* EXERCISE: In the records below, find the line containing "Could you point at the girl in" and print it and every line after it exactly, through the end. Skip pictures.

* DATA PROVIDED:

---

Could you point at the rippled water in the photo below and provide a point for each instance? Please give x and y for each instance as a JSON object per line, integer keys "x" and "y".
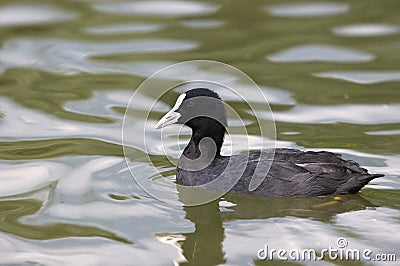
{"x": 68, "y": 69}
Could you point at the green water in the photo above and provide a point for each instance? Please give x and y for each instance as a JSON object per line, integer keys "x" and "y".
{"x": 68, "y": 69}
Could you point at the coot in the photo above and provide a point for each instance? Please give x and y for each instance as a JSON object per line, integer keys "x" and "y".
{"x": 288, "y": 172}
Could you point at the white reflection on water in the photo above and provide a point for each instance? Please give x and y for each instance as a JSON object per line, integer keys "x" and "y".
{"x": 18, "y": 15}
{"x": 320, "y": 52}
{"x": 362, "y": 77}
{"x": 72, "y": 57}
{"x": 159, "y": 8}
{"x": 367, "y": 114}
{"x": 23, "y": 177}
{"x": 203, "y": 23}
{"x": 365, "y": 30}
{"x": 116, "y": 29}
{"x": 311, "y": 9}
{"x": 82, "y": 251}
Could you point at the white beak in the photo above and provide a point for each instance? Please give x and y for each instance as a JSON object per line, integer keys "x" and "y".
{"x": 168, "y": 119}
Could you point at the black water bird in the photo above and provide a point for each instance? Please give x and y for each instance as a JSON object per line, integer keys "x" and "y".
{"x": 289, "y": 172}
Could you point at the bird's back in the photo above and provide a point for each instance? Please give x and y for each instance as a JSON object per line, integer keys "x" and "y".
{"x": 292, "y": 173}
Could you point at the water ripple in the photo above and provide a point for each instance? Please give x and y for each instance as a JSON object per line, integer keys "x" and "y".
{"x": 159, "y": 8}
{"x": 308, "y": 10}
{"x": 71, "y": 57}
{"x": 365, "y": 30}
{"x": 19, "y": 15}
{"x": 362, "y": 77}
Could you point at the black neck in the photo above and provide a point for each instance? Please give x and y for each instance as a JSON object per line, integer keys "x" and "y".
{"x": 192, "y": 150}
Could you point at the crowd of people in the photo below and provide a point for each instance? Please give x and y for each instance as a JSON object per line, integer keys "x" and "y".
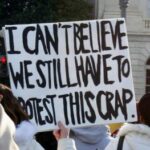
{"x": 14, "y": 122}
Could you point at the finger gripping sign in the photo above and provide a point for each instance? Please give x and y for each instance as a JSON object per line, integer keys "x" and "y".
{"x": 76, "y": 72}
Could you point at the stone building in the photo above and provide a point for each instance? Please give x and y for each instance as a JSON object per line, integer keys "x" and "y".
{"x": 138, "y": 28}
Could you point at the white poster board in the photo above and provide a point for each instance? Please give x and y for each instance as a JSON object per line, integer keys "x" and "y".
{"x": 76, "y": 72}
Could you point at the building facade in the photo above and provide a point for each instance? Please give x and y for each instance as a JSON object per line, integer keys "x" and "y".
{"x": 138, "y": 28}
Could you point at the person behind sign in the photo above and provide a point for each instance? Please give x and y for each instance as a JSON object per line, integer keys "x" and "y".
{"x": 7, "y": 131}
{"x": 62, "y": 136}
{"x": 25, "y": 130}
{"x": 135, "y": 136}
{"x": 91, "y": 138}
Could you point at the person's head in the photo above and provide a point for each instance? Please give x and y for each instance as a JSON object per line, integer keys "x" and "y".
{"x": 11, "y": 105}
{"x": 144, "y": 109}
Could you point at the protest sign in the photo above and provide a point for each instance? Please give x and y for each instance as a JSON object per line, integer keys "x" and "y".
{"x": 76, "y": 72}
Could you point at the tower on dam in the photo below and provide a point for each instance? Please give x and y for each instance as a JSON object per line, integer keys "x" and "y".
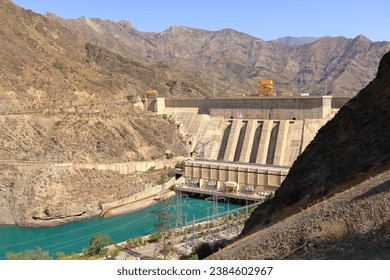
{"x": 248, "y": 143}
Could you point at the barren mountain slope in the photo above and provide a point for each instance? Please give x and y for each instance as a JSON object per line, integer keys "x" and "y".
{"x": 64, "y": 102}
{"x": 235, "y": 61}
{"x": 351, "y": 225}
{"x": 348, "y": 159}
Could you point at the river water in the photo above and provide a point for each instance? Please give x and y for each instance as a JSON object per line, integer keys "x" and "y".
{"x": 74, "y": 237}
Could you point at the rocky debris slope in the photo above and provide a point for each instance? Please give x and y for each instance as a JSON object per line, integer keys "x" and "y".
{"x": 48, "y": 194}
{"x": 349, "y": 150}
{"x": 235, "y": 62}
{"x": 350, "y": 225}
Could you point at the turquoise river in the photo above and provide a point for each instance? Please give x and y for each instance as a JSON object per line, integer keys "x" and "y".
{"x": 75, "y": 236}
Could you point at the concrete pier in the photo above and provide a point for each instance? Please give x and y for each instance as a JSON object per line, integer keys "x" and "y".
{"x": 233, "y": 139}
{"x": 248, "y": 141}
{"x": 264, "y": 142}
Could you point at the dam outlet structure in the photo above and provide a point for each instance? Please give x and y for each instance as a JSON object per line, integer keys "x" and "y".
{"x": 242, "y": 147}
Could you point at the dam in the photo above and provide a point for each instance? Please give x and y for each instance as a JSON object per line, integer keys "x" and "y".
{"x": 242, "y": 146}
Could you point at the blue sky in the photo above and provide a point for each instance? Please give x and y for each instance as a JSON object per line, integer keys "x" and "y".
{"x": 267, "y": 20}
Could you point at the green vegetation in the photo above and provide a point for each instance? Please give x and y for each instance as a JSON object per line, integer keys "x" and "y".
{"x": 155, "y": 237}
{"x": 36, "y": 254}
{"x": 166, "y": 176}
{"x": 169, "y": 156}
{"x": 180, "y": 165}
{"x": 134, "y": 242}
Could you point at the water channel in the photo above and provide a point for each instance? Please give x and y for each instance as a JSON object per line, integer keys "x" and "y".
{"x": 74, "y": 237}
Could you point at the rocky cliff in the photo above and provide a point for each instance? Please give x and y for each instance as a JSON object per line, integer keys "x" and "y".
{"x": 336, "y": 194}
{"x": 63, "y": 102}
{"x": 235, "y": 62}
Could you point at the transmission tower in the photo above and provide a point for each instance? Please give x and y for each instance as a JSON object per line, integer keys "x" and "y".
{"x": 215, "y": 207}
{"x": 238, "y": 222}
{"x": 179, "y": 209}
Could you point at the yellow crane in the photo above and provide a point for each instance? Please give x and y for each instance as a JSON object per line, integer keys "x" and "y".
{"x": 266, "y": 88}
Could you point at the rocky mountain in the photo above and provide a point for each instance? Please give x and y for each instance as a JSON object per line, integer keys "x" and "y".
{"x": 233, "y": 62}
{"x": 64, "y": 102}
{"x": 289, "y": 40}
{"x": 334, "y": 203}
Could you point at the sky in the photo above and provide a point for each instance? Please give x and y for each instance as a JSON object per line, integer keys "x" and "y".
{"x": 267, "y": 20}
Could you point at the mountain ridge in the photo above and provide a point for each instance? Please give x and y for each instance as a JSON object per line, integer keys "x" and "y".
{"x": 235, "y": 61}
{"x": 334, "y": 203}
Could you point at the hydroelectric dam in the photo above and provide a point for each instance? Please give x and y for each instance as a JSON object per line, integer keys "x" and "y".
{"x": 242, "y": 147}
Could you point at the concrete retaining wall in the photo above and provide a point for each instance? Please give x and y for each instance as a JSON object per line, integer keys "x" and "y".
{"x": 134, "y": 202}
{"x": 282, "y": 108}
{"x": 129, "y": 167}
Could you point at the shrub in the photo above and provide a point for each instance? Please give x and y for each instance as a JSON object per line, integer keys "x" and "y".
{"x": 155, "y": 237}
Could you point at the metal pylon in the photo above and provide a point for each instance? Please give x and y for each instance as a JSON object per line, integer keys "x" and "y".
{"x": 179, "y": 210}
{"x": 215, "y": 207}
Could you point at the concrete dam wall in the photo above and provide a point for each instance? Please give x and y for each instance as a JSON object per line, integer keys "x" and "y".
{"x": 244, "y": 146}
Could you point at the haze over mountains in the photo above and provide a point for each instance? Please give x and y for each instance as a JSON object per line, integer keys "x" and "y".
{"x": 233, "y": 62}
{"x": 335, "y": 201}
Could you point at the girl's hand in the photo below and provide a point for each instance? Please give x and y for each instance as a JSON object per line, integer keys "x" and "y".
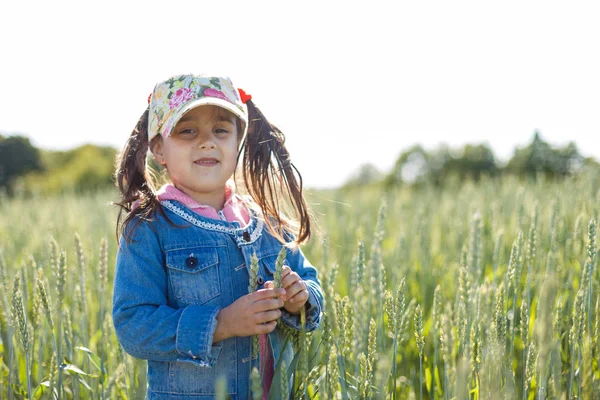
{"x": 297, "y": 293}
{"x": 253, "y": 314}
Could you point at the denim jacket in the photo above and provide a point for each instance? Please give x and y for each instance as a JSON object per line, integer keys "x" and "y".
{"x": 171, "y": 282}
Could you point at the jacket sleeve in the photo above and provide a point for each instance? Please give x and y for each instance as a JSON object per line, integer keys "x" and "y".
{"x": 146, "y": 326}
{"x": 314, "y": 305}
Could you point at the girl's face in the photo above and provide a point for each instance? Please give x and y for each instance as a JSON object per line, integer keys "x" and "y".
{"x": 200, "y": 155}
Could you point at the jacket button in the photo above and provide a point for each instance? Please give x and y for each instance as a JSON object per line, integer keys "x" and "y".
{"x": 191, "y": 262}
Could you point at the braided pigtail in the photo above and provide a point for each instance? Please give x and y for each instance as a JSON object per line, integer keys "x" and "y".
{"x": 133, "y": 178}
{"x": 272, "y": 180}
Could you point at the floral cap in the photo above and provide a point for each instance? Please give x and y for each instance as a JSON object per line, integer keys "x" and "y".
{"x": 179, "y": 94}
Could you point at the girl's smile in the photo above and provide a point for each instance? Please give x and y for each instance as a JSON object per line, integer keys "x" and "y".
{"x": 201, "y": 153}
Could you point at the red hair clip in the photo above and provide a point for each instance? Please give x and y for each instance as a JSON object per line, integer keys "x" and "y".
{"x": 244, "y": 96}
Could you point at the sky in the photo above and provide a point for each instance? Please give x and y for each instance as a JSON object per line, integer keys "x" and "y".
{"x": 348, "y": 82}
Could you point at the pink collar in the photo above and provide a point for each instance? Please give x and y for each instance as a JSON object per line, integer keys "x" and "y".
{"x": 170, "y": 192}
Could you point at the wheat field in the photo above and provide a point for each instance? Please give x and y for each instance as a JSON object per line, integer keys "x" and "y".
{"x": 477, "y": 291}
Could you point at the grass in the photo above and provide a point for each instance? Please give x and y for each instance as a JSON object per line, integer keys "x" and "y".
{"x": 462, "y": 292}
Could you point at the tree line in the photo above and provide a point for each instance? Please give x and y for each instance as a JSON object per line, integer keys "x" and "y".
{"x": 27, "y": 169}
{"x": 416, "y": 166}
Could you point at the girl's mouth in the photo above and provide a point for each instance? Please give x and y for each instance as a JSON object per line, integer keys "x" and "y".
{"x": 207, "y": 162}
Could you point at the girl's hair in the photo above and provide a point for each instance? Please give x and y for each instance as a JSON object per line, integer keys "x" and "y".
{"x": 134, "y": 180}
{"x": 268, "y": 173}
{"x": 266, "y": 169}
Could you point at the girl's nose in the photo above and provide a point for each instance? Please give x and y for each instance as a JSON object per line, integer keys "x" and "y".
{"x": 207, "y": 142}
{"x": 208, "y": 145}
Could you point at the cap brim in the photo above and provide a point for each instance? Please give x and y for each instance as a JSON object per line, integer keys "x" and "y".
{"x": 206, "y": 101}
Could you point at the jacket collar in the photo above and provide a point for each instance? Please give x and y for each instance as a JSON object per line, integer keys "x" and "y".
{"x": 243, "y": 235}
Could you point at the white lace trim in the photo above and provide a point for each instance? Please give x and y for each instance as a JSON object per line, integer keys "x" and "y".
{"x": 216, "y": 227}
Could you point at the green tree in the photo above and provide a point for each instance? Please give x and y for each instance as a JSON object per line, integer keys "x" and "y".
{"x": 17, "y": 157}
{"x": 540, "y": 157}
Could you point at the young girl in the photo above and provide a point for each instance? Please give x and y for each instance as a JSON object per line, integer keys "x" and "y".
{"x": 182, "y": 276}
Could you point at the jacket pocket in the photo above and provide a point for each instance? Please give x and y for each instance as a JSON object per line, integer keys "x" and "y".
{"x": 194, "y": 274}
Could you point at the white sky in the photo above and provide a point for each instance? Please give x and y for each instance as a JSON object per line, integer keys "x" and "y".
{"x": 348, "y": 82}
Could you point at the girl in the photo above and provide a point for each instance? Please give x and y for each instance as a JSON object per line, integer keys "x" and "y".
{"x": 181, "y": 283}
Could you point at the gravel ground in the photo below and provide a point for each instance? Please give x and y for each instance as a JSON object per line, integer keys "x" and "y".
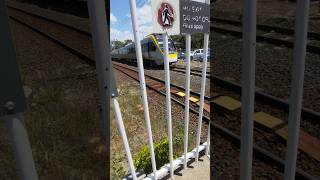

---

* TASK ANSWER:
Could you point at the girl in the photo above and provide a point for each instance? Please give x and y for each instance as a JSON object per line, integer keys "x" and "y".
{"x": 181, "y": 283}
Could you point at the gravel ground in the photo below and provide a point for each instance? Please give x and y for each instance as a JSON object per line, integer keys "x" and "y".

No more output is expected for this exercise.